## Article
_ _ _

Subject pronouns (except for the polite second-person pronouns) can be dropped if the meaning is clear and they are not emphasized. Sometimes there are alternative forms available for a given personal pronoun in a given case:
- there may be a form beginning with n-, used after prepositions (for example, the accusative of ona is nią after a preposition rather than ją);
- there may be a clitic form, used when unstressed, but not after prepositions (such as mi as the dative of ja, an alternative to mnie).

The reflexive pronoun for all persons and numbers is się.

The possessive adjectives (also used as possessive pronouns) derived from the personal pronouns are mój, twój, jego (m., n.)/jej (f.); nasz, wasz, ich. There is also a reflexive possessive swój. The polite second-person pronouns have possessives identical to the genitives of the corresponding nouns, although there is a possessive adjective pański corresponding to pan.

The demonstrative pronoun, also used as a demonstrative adjective, is ten (feminine ta, neuter to, masculine personal plural ci, other plural te). The prefix tam- can be added to emphasize a more distant referent ("that" as opposed to "this").

Interrogative pronouns are kto ("who") and co ("what"); these also provide the pronouns ktoś/coś ("someone/something"), ktokolwiek/cokolwiek ("anyone/anything"), nikt/nic ("no one/nothing").

The usual relative pronoun is który (declined like an adjective). However, when the antecedent is also a pronoun, the relative pronoun used is kto or co (as in ten kto "he who" and to co "that which"). The word który also means "which" as an interrogative pronoun and adjective.

The pronoun and adjective wszystek means "all". It is used most commonly in the plural (wszyscy means "everyone"), and in the neuter singular (wszystko) to mean "everything". The pronoun and adjective każdy means "each, every", while żaden means "no, none".

For full information on the declension of the above pronouns, see Pronouns in the article on Polish morphology.

When the referent of a pronoun is a person of unspecified sex, the masculine form of the pronoun is generally used. When the referent is a thing or idea that does not correspond to any specific noun, it is treated as neuter.

==Numbers and quantifiers==
Polish has a complex system of numerals and related quantifiers, with special rules for their inflection, for the case of the governed noun, and for verb agreement with the resulting noun phrase.

The basic numerals are 0 zero, 1 jeden, 2 dwa, 3 trzy, 4 cztery, 5 pięć, 6 sześć, 7 siedem, 8 osiem, 9 dziewięć, 10 dziesięć, 11 jedenaście, 12 dwanaście, 13 trzynaście, 14 czternaście, 15 piętnaście, 16 szesnaście, 17 siedemnaście, 18 osiemnaście, 19 dziewiętnaście, 20 dwadzieścia, 30 trzydzieści, 40 czterdzieści, 50 pięćdziesiąt, 60 sześćdziesiąt, 70 siedemdziesiąt, 80 osiemdziesiąt, 90 dziewięćdziesiąt, 100 sto, 200 dwieście, 300 trzysta, 400 czterysta, 500 pięćset, 600 sześćset, 700 siedemset, 800 osiemset, 900 dziewięćset.

_ _ _

## Stored entries
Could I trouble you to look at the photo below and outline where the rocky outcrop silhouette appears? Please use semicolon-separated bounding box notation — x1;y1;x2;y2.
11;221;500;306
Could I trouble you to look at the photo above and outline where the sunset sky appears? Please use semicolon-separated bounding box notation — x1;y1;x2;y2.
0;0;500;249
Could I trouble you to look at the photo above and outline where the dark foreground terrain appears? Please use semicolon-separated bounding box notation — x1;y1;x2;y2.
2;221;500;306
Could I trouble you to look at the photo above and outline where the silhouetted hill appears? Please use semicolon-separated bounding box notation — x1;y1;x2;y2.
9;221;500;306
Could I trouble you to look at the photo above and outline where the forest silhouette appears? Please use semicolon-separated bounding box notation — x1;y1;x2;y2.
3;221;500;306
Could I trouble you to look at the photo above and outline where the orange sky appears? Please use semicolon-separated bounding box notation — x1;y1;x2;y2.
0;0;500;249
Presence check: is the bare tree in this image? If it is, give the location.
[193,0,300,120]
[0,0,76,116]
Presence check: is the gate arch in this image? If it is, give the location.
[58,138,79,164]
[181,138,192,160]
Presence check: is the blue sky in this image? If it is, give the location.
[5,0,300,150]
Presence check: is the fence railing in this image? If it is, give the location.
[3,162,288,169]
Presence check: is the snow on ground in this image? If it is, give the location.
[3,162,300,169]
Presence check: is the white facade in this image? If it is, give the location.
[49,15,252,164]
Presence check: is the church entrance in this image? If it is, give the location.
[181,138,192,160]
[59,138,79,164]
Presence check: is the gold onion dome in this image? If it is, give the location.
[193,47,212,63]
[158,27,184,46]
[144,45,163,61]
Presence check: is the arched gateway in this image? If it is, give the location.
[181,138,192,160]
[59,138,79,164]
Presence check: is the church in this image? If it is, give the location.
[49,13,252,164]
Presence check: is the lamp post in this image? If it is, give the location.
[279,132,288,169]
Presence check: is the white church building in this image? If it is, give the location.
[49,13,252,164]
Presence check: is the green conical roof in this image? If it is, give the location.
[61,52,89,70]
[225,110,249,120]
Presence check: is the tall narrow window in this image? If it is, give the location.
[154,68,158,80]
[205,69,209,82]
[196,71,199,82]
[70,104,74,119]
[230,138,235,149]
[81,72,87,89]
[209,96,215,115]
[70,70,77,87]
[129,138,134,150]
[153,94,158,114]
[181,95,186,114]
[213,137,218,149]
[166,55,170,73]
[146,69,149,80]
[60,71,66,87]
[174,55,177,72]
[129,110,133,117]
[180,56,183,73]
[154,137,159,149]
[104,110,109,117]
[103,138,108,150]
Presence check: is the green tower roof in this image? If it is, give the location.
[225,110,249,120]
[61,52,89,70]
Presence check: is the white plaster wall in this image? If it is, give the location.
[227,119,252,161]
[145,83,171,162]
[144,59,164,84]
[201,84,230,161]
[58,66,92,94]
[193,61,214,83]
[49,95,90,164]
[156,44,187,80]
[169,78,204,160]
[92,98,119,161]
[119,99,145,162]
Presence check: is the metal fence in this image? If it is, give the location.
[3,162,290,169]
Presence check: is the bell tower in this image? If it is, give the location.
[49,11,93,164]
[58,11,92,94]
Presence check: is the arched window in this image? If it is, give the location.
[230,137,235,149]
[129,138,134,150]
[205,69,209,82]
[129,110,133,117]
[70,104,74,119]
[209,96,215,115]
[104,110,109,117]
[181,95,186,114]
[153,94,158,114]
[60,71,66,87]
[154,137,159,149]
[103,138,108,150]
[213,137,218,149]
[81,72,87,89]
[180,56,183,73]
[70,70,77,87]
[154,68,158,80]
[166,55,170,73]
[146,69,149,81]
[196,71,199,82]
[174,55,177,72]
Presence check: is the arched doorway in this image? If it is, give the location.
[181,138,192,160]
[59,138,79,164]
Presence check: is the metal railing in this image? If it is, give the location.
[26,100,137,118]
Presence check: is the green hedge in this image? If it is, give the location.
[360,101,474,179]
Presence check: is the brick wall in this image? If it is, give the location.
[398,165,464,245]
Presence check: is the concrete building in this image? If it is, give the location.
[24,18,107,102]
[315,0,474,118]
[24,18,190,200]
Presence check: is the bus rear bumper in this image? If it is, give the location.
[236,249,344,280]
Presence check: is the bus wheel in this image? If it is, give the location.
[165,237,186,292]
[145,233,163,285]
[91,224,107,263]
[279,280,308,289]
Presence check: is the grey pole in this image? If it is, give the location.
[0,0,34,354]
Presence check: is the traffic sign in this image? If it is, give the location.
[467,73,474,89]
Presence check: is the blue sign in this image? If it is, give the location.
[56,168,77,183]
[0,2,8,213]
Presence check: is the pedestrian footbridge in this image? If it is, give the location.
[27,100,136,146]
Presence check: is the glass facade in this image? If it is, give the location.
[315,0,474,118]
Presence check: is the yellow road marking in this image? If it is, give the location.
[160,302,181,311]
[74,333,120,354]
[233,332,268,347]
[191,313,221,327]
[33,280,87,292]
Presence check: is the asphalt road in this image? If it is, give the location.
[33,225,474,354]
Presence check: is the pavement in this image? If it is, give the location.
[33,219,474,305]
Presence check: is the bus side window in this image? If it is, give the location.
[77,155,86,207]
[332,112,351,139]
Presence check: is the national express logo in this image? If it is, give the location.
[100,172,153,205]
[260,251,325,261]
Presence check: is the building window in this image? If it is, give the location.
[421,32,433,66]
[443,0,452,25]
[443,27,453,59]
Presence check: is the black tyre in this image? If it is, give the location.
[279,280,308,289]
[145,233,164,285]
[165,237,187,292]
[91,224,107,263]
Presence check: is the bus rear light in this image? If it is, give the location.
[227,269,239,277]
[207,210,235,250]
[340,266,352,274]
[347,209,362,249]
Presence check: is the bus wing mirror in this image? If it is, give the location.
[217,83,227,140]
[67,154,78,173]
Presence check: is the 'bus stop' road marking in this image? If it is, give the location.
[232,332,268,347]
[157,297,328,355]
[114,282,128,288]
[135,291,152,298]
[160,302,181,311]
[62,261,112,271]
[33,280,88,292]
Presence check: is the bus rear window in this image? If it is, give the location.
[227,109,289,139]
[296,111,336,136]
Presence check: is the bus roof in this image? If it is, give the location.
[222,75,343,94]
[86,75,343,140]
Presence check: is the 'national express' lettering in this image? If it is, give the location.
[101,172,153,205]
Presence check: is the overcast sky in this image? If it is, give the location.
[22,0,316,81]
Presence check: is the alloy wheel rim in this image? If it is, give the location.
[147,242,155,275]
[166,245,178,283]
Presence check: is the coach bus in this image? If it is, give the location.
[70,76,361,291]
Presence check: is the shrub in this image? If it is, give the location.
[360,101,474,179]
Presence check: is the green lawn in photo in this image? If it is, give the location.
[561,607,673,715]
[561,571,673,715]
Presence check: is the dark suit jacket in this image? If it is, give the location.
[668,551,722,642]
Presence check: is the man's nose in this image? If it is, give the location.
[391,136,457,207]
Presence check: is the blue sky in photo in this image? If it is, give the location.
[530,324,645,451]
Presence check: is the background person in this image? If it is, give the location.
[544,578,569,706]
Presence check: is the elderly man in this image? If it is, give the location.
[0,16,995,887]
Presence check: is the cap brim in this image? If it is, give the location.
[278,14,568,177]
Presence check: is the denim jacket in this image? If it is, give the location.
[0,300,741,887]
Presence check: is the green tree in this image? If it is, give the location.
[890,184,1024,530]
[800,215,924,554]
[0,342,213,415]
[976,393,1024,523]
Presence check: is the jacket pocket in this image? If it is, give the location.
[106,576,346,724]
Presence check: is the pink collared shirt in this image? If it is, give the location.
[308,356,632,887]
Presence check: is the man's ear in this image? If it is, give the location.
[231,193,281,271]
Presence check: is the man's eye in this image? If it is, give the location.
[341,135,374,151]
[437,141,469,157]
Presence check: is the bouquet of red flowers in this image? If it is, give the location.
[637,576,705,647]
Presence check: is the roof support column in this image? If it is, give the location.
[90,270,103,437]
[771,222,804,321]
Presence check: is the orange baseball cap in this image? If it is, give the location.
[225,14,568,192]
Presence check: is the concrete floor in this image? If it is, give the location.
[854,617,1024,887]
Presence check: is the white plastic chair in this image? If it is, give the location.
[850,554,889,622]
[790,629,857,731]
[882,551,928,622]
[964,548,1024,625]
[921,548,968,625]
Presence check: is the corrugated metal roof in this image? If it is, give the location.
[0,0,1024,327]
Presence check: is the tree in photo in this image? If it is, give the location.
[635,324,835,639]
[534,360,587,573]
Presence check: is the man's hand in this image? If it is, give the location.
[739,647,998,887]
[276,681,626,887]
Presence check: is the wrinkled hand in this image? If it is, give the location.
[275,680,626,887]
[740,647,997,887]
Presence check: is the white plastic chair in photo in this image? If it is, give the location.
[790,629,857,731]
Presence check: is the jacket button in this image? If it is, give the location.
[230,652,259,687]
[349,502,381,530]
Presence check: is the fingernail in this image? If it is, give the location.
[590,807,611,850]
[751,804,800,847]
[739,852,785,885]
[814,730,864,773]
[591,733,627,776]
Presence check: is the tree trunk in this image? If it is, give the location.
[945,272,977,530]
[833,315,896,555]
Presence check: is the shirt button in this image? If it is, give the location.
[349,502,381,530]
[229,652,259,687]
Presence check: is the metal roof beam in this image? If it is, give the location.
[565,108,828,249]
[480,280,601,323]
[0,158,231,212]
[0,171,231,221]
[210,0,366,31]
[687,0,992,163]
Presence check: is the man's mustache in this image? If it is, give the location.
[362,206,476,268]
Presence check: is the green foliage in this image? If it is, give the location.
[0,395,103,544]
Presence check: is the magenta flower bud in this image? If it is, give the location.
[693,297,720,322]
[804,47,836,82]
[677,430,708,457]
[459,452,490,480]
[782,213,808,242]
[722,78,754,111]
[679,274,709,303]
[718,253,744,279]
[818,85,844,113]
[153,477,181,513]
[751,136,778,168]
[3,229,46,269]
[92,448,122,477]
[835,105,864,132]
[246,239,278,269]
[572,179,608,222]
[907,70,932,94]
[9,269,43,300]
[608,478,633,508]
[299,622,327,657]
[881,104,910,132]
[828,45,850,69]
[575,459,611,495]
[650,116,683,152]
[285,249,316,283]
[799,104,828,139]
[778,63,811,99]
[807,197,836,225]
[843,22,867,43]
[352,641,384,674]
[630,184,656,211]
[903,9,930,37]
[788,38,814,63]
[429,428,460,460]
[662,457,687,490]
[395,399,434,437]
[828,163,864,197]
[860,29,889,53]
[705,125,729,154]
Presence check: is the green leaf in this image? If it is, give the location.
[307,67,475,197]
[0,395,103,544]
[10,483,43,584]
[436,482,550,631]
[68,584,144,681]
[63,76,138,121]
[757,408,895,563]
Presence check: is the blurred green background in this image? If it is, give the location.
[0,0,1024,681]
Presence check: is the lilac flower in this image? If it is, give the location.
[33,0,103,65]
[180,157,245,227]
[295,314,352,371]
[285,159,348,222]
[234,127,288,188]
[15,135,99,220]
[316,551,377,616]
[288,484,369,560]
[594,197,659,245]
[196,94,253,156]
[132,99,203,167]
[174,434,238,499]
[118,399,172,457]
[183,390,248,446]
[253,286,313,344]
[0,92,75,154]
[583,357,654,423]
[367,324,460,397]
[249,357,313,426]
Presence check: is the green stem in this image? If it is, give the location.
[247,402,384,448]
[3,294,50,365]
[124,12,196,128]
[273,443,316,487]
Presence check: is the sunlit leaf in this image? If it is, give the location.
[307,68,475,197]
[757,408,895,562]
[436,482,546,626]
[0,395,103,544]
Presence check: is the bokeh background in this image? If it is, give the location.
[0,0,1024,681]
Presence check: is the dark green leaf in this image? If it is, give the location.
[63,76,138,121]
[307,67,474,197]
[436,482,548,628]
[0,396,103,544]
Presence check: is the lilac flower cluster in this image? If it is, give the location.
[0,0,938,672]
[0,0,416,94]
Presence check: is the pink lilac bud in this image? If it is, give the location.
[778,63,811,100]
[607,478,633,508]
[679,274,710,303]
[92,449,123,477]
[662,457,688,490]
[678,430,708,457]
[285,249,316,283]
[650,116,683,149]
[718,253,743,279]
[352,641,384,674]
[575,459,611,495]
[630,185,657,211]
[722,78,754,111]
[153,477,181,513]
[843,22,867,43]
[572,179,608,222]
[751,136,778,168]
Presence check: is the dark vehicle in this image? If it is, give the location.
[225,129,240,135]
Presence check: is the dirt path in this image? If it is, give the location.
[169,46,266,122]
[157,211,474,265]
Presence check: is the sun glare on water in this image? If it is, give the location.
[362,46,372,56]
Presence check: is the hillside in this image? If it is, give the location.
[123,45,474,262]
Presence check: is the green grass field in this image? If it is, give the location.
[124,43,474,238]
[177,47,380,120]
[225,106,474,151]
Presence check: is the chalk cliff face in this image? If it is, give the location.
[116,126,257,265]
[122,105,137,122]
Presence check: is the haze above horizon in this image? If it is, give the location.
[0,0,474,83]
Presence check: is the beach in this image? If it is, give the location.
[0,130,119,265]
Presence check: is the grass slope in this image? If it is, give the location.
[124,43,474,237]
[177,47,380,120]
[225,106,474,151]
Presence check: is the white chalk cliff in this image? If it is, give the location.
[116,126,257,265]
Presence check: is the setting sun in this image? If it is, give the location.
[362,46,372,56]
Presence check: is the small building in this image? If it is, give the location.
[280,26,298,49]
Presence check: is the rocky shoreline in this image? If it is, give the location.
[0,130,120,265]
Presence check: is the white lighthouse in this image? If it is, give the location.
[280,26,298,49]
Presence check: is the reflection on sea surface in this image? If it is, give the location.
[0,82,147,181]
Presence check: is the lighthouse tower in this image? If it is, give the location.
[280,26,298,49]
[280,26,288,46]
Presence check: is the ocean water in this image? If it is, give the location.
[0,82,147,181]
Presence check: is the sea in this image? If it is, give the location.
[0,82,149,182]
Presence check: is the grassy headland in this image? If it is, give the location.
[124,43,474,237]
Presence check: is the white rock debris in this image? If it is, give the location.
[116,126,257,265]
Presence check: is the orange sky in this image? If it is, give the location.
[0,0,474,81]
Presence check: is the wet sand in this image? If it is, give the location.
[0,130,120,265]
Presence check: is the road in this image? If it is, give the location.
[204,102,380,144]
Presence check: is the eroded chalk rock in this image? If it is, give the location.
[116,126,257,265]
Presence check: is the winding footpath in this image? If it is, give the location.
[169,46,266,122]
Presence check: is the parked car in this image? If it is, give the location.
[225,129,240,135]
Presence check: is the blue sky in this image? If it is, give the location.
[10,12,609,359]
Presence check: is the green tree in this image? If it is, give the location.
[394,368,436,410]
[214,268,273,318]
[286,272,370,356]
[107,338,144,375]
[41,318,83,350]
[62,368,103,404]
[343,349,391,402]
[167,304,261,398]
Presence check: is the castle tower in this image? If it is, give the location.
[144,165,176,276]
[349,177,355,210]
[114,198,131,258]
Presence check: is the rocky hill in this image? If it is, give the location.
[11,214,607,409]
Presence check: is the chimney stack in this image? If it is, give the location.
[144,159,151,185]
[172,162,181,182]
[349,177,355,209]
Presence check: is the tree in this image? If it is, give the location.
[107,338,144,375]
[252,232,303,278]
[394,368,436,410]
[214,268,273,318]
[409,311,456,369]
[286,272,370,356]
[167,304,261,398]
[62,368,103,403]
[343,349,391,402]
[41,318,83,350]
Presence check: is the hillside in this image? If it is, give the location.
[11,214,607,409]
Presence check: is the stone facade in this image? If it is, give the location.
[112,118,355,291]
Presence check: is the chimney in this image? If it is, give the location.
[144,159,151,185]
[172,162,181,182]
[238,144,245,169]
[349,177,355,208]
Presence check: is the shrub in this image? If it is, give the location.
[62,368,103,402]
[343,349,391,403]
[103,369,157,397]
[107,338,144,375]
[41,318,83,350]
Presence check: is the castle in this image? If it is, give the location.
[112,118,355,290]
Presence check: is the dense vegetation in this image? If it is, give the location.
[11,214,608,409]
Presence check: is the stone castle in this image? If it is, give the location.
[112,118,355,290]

_ _ _

## Stated exercise 1
In one to three sentences, explain why the Polish grammar text says the accusative of ona appears as nią rather than ją in some cases.
## Stated exercise 2
Pick up the Polish grammar text after its list of basic numerals and continue writing it.

## Exercise result 1
Some personal pronouns have an alternative form beginning with n-, and that form is used after prepositions. When the accusative of ona follows a preposition, it therefore takes the form nią instead of ją.

## Exercise result 2
These numerals are inflected for case, and also to some extent for gender. For details of their inflection, see Numbers and quantifiers in the article on Polish morphology.

Thousand is tysiąc, treated as a noun (so 2000 is dwa tysiące, etc.). Million is milion, billion (meaning a thousand million) is miliard, a million million is bilion, a thousand million million is biliard, and so on (i.e., the long scale is used).

Compound numbers are constructed similarly as in English (for example, 91,234 is dziewięćdziesiąt jeden tysięcy dwieście trzydzieści cztery).

When a numeral modifies a noun, the numeral takes the expected case, but the noun may not; also the gender and number of the resulting noun phrase may not correspond to that of the noun.

The numeral jeden (1) behaves as an ordinary adjective, and no special rules apply. It can even be used in the plural, for example to mean "some" (and not others), or to mean "one" with plurale tantum, e.g. jedne drzwi "one door" (drzwi has no singular).

For other numerals, one of the two rules may apply:

1. The noun is plural and takes the same case as the numeral, and the resulting noun phrase is plural (e.g. 4 koty stały, "4 cats stood").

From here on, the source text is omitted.